Task instructions
What you return must be exactly the lines from the one containing "Where can you spot the bathroom" through the close of the listing, both included.
::: Data :::
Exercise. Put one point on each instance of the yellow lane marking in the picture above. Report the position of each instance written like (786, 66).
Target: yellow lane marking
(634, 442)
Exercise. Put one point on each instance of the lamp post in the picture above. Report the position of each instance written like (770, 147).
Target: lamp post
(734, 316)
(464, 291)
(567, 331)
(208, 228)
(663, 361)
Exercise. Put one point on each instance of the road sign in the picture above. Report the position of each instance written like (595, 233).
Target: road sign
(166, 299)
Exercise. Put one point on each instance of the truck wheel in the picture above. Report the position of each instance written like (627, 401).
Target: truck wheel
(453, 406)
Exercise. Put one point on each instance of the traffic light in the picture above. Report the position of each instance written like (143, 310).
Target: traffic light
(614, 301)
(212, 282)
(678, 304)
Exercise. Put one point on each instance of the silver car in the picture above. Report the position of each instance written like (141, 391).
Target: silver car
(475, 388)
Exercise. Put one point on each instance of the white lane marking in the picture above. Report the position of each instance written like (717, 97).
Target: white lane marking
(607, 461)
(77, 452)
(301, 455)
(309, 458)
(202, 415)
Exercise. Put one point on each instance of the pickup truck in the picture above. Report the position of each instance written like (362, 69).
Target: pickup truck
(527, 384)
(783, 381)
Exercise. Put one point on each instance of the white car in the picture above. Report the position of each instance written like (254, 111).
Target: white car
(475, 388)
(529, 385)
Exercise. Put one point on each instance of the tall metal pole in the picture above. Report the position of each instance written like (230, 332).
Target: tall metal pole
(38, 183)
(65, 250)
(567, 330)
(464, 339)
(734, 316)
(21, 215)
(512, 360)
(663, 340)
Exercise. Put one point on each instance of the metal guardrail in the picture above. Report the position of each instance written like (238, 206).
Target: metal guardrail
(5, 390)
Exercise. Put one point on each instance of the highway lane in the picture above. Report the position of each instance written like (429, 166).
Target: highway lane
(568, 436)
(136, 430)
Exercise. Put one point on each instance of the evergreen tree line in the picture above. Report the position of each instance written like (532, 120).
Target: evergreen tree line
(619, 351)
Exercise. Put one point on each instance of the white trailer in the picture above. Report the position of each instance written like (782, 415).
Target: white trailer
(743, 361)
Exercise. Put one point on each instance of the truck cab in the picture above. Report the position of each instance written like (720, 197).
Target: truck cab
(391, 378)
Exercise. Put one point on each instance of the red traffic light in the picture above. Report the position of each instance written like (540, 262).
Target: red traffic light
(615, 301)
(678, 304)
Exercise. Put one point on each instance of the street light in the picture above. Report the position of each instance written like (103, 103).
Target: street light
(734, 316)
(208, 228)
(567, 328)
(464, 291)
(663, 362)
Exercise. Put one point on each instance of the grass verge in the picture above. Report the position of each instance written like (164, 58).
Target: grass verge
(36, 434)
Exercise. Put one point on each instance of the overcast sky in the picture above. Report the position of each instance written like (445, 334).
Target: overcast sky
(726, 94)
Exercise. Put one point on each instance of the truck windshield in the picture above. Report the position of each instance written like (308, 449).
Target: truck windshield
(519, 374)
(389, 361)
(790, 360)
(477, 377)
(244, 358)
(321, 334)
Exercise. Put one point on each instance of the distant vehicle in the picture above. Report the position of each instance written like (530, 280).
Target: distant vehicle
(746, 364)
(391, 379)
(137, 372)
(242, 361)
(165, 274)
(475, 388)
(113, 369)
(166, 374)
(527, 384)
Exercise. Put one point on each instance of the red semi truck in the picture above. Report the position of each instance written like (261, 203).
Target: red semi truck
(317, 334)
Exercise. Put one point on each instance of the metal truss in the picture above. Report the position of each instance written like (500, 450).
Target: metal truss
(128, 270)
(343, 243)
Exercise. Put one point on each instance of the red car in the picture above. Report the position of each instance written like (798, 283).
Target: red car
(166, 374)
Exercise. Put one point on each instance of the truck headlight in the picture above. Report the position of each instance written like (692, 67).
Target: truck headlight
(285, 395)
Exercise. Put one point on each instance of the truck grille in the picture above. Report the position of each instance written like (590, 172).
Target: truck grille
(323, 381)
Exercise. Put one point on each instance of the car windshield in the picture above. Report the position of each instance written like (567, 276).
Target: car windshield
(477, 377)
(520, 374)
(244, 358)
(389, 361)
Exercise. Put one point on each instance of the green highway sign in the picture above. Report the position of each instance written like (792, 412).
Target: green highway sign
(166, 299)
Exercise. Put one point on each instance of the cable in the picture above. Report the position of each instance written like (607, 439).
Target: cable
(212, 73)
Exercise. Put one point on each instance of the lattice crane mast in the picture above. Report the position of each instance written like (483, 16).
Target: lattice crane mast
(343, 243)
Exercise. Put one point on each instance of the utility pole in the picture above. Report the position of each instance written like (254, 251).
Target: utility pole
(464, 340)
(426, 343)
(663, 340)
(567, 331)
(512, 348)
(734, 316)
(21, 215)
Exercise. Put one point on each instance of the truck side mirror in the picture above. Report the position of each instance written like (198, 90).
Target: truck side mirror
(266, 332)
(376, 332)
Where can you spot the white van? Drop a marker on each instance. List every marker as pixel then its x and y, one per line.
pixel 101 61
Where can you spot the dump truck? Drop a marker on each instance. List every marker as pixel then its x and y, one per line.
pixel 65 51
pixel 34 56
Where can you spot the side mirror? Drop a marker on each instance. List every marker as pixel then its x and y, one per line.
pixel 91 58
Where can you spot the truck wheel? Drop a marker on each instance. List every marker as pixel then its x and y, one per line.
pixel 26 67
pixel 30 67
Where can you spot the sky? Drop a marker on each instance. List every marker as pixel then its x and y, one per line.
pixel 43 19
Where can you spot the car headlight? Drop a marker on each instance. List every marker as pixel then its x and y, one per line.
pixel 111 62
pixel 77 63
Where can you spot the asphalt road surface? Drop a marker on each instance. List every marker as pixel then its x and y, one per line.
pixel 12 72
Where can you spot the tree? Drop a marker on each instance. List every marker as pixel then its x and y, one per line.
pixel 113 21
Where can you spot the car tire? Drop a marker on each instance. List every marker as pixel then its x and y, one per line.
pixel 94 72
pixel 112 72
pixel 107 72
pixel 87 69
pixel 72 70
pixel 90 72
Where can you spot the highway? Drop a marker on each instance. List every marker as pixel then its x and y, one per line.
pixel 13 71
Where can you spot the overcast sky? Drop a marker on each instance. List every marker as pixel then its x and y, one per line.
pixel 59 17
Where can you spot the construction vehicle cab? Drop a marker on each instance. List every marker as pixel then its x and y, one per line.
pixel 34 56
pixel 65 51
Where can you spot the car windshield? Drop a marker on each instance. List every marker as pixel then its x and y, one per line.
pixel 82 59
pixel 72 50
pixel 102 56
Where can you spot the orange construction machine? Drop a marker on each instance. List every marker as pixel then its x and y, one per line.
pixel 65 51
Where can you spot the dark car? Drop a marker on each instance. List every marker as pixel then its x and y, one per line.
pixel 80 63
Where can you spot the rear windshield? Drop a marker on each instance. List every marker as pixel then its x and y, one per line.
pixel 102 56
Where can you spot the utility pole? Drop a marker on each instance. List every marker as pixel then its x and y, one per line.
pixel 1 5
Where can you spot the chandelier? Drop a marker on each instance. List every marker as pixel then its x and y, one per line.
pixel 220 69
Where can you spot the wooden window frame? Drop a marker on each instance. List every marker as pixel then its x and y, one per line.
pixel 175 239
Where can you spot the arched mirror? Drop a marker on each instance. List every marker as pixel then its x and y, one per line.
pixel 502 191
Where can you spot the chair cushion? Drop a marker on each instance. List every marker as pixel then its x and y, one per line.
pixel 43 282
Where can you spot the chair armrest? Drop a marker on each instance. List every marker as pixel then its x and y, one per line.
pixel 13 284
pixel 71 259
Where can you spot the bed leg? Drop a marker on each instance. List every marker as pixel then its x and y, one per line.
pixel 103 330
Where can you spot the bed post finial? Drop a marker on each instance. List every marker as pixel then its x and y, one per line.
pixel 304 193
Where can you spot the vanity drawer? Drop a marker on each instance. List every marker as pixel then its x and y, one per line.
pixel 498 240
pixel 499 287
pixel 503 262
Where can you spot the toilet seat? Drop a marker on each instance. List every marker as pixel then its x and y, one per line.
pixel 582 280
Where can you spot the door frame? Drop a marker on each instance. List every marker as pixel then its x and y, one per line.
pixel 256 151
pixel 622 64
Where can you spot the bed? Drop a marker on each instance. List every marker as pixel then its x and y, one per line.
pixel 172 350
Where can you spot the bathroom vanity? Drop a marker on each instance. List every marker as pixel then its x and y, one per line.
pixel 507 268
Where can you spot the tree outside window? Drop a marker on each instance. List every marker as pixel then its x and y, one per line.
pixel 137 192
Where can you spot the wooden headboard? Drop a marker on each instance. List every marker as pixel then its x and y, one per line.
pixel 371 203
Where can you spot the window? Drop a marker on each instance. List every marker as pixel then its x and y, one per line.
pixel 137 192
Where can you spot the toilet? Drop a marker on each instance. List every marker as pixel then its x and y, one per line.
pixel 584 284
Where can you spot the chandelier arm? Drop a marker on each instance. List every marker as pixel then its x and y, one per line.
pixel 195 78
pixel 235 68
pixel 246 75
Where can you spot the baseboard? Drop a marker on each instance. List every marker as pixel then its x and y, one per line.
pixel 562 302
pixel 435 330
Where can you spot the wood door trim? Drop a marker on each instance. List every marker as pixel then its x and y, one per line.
:::
Solved exercise
Where can you spot the bathroom vanity? Drop a marker on each instance. List every marker as pixel then its x and y, one per line.
pixel 507 268
Where can you spot the tree outside window? Drop a marker on each instance. List every marker as pixel then its x and y, one per line.
pixel 137 192
Where can you spot the wooden headboard? Drop a marker on each instance. List every marker as pixel then its x and y, one per line.
pixel 371 203
Where can you spot the window? Drop a marker on each instance. List every marker as pixel then its x and y, one per line.
pixel 137 192
Where can you spot the toilet? Drop a marker on each instance. List every marker as pixel then its x and y, one per line.
pixel 584 284
Where can you spot the chandelier arm? Drop a marker on each instance. List every marker as pixel then its x and y, one per line.
pixel 195 78
pixel 235 68
pixel 246 75
Where can you spot the baseboard? Drop a marker on each instance. List every marker as pixel then its x and y, one per line.
pixel 562 302
pixel 435 330
Where can you spot the wood door trim? Drop a marker on each instance. List every marker as pixel then its x and y, one per line.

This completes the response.